• [Page text]
########################################
- Born: El Behira, Egypt
- Occupations: Talk show host and journalist
- Known for: Sirri lil-Ghaya (Top Secret) 1998–2009; Akhir Kalam (Final Word) 2010–2014; Al-Solta Al-Khamsa (Fifth Estate) 2016–2018;

= Yosri Fouda =

Egyptian investigative reporter

Yosri Fouda (يسري فودة DIN, /arz/) is an Egyptian investigative reporter, author, and television host. He established Al Jazeera's office in London and was one of the star figures in the channel until he resigned in 2009. Fouda also worked as a television host at the Cairo-based ONTV Egyptian Channel. He co‑authored Masterminds of Terror: The Truth Behind the Most Devastating Attack The World Has Ever Seen, published in 2003 by Arcade Publishing.

==Early life and education==
Fouda was born in Manshyet Ganzour in Tanta, El Gharbia. He got his bachelor's degree in Mass Communication at Cairo University and was appointed as an Assistant lecturer after his graduation. He pursued his master's degree at the American University in Cairo and graduated in 1992. Shortly after his graduation he got a Diploma in TV production from the Netherlands.

In 1993, Fouda was granted a scholarship from the British Council to pursue his PhD in documentary at University of Strathclyde and University of Glasgow. His studies were interrupted after he was approached by the BBC, who were looking for reporters with fluency in Arabic language.

==Career==

===BBC, Associated Press and ANN===
Fouda's short lived BBC career spanned between 1994 and 1996. He took part in establishing the BBC Arabic service in 1994, and later served as a roving reporter alongside veteran journalist Martin Bell. He covered the Bosnian independence war, and other important events in the Middle East and Africa. After only two years the services of the Arabic BBC subsidiary were suspended due to political reasons and Fouda joined the Associated Press Television News. He took part in establishing the Middle East desk at the news agency, as well as, setting up the London-based Arab News Network (ANN).

===Al Jazeera===
In 1996, he joined the newly formed Al Jazeera as a UK and Western Europe correspondent. A year later he helped in securing an independent production office for Al Jazeera, and established their office in London. He was later appointed as the bureau chief of the London Al Jazeera office. Fouda started his widely popular monthly program Top Secret (سري للغاية, DIN) in 1998.

====Sirri lil-Ghaya and Al Qaeda====
His program was greatly received by critiques and viewers in the Arab world and won the second place at the 1998 Cairo Radio and Production Festival. In April 2002, Fouda interviewed Khalid Sheikh Mohammed, who admitted his involvement, along with Ramzi bin al-Shibh, in the September 11 attacks. Fouda does not consider his interview with the 9/11 orchestrators as a turning point in his career; instead he believes it introduced him to an international audience.

It has been suggested that Fouda gave away the hideaway location of bin al‑Shibh to Aljazeera's chairman Hamad bin Thamer Al Thani, a cousin of the Emir of Qatar, and that CIA director George Tenet received the location tip-off from the Emir, resulting in bin al‑Shibh's capture.

In 2006, Fouda, in charge of Aljazeera's London bureau, broke the story on the "martyrdom video" by "9/11 hijackers" Mohamed Atta and Ziad Jarrah.
########################################
[Excerpts from point annotation data]

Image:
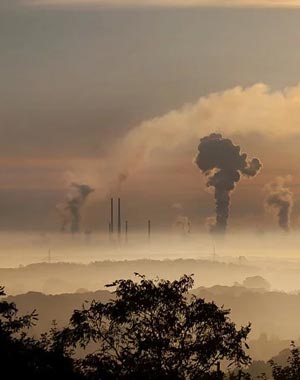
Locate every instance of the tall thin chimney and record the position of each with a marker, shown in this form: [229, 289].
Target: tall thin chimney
[126, 229]
[111, 215]
[149, 229]
[119, 216]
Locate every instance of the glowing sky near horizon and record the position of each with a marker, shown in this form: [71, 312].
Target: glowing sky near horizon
[221, 3]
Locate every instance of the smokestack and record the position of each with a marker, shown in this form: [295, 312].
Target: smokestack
[119, 216]
[222, 162]
[111, 215]
[126, 229]
[149, 229]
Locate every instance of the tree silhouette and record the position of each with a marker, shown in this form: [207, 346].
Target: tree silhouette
[155, 330]
[292, 370]
[22, 356]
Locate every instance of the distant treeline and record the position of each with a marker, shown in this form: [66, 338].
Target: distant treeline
[148, 329]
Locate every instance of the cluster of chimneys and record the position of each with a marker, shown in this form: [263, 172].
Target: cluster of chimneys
[111, 226]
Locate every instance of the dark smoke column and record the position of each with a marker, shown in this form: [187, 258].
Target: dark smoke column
[223, 164]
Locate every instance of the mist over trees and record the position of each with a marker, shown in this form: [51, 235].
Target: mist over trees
[151, 329]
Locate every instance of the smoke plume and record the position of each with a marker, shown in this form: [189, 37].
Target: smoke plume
[241, 111]
[281, 199]
[69, 210]
[221, 161]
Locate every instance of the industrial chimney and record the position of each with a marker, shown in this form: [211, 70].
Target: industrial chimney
[119, 216]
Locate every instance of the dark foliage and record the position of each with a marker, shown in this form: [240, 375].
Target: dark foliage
[155, 330]
[23, 357]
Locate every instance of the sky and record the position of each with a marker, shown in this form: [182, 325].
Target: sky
[87, 93]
########################################
• [Task 1]
Reproduce word for word the passage of the Yosri Fouda profile from "- Born: El Behira, Egypt" up to and including "by Arcade Publishing.".
• [Task 2]
Render this sentence from the Yosri Fouda profile in Spanish: "He was later appointed as the bureau chief of the London Al Jazeera office."

• [Full response 1]
- Born: El Behira, Egypt
- Occupations: Talk show host and journalist
- Known for: Sirri lil-Ghaya (Top Secret) 1998–2009; Akhir Kalam (Final Word) 2010–2014; Al-Solta Al-Khamsa (Fifth Estate) 2016–2018;

= Yosri Fouda =

Egyptian investigative reporter

Yosri Fouda (يسري فودة DIN, /arz/) is an Egyptian investigative reporter, author, and television host. He established Al Jazeera's office in London and was one of the star figures in the channel until he resigned in 2009. Fouda also worked as a television host at the Cairo-based ONTV Egyptian Channel. He co‑authored Masterminds of Terror: The Truth Behind the Most Devastating Attack The World Has Ever Seen, published in 2003 by Arcade Publishing.

• [Full response 2]
Más tarde fue nombrado jefe de la oficina de Al Jazeera en Londres.